Output should begin at the line holding "lamp in the photo above." and end at the last line of the entries; print those lines verbatim and no others.

§ **Records to use**:
>>>
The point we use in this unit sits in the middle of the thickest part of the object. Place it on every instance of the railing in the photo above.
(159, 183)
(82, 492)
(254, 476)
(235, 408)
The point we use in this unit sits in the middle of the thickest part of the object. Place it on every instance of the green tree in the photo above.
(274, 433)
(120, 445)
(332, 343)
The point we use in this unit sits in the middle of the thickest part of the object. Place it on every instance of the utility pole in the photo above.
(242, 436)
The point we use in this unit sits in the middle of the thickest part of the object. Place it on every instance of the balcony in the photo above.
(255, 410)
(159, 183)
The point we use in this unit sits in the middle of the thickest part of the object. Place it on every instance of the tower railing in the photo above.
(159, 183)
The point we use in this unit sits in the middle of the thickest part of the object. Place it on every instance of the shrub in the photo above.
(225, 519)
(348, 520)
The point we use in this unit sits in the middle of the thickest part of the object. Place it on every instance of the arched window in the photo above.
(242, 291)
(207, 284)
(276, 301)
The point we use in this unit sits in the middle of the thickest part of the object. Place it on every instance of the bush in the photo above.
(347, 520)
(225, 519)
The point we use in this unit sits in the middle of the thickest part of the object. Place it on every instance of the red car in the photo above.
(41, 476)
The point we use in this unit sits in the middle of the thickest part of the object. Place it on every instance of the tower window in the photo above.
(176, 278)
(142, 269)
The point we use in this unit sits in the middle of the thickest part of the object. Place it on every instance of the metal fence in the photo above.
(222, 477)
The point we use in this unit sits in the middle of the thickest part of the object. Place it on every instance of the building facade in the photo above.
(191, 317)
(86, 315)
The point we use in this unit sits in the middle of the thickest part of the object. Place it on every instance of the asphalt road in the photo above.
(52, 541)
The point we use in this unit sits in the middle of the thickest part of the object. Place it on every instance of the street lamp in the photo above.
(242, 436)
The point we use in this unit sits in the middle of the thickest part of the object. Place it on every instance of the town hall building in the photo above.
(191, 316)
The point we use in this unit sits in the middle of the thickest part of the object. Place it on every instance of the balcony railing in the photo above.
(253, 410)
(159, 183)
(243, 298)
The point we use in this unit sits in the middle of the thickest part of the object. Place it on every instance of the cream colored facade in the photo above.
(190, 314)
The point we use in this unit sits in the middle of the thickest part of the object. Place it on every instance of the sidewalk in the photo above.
<<<
§ **Reply to the exercise**:
The point we use in this unit sits in the middle of the thickest part of the object. Place it on every instance of the street lamp in the photo above.
(242, 436)
The point we use in this unit sits in the middle of the thickest part of the object. Place it on every instance of the town hall building in the photo above.
(191, 316)
The point we use in this unit sits in the middle of the thickest part of the object. Place it on every instance of the balcony railing in the photo above.
(253, 410)
(159, 183)
(243, 298)
The point we use in this unit sits in the middle of the thickest part of the object. Place it on every instance of the cream colored facade in the photo above.
(190, 314)
The point we use in this unit sits in the middle of the thickest part of the object. Place it on every instance of the sidewalk in the photo above.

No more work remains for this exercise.